Your goal: The span to repeat in the listing below runs from the line containing "bush in the photo above." to the line containing "green grass in the photo above.", inclusive. Repeat it exactly, and only it.

[Exercise input]

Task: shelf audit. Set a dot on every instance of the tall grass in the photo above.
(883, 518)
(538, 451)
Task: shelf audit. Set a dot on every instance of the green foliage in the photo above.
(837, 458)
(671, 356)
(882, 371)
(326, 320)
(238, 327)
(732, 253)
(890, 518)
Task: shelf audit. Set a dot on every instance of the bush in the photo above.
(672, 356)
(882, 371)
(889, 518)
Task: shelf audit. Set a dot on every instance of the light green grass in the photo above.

[/Exercise input]
[Exercise input]

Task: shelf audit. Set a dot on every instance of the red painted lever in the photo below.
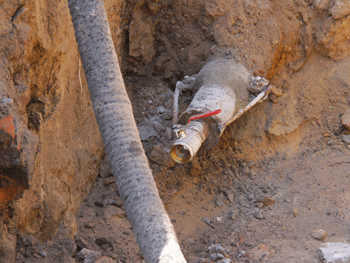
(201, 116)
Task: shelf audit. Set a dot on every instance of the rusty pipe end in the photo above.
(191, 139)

[/Exercise input]

Finished exercise:
Task: shelf audit. Set a dot on every instance of the bush in the photo above.
(672, 356)
(882, 371)
(889, 518)
Task: shelf audit. Set a dot on every instance of the light green grass in the photo above.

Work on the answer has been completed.